◆ YOUR ASSIGNMENT
Stop after the line containing "Answer as one": print each line exactly from the first line of the listing up to that point.
================================
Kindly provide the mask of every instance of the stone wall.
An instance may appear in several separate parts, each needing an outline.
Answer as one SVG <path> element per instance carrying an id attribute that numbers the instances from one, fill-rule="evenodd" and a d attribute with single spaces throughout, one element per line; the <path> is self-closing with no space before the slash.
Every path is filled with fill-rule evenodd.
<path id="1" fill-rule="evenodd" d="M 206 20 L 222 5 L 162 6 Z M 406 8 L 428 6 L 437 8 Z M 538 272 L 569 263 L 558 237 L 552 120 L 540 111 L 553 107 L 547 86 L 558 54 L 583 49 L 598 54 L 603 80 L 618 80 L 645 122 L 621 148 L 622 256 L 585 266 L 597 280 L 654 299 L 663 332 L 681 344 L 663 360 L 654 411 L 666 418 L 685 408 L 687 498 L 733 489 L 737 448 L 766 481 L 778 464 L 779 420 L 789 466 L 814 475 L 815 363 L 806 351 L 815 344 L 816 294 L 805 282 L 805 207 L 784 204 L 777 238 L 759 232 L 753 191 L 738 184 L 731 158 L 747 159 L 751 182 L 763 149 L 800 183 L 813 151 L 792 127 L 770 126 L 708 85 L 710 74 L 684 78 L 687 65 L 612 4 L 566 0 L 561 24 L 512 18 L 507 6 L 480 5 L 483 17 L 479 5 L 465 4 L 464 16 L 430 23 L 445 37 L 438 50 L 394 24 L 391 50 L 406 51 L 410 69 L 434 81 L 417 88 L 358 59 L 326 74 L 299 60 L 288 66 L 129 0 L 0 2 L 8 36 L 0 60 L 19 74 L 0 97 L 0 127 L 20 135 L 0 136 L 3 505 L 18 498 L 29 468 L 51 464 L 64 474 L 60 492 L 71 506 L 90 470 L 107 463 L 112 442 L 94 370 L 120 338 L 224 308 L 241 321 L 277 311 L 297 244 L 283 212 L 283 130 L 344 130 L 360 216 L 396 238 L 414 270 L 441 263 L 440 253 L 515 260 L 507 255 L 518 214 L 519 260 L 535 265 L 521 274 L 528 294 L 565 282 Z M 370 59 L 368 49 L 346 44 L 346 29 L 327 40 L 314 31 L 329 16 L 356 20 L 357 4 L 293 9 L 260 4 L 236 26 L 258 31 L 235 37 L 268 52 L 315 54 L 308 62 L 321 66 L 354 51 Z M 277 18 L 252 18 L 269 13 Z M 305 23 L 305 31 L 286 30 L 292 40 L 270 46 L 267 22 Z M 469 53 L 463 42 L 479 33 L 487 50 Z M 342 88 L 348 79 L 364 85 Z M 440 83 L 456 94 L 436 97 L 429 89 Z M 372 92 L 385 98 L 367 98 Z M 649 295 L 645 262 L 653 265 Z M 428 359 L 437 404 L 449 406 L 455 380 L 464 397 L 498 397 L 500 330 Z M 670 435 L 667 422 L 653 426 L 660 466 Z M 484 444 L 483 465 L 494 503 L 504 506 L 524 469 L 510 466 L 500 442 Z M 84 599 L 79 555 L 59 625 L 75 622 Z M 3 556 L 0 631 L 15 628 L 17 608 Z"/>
================================
◆ OUTPUT OF THE EXERCISE
Kindly provide the mask of every instance of the stone wall.
An instance may appear in several separate parts, each needing an outline.
Answer as one SVG <path> element per instance carrying an id attribute that numbers the instances from one, fill-rule="evenodd" and a d attribute with single spaces throughout, one element per line; the <path> is self-closing with no space before the slash.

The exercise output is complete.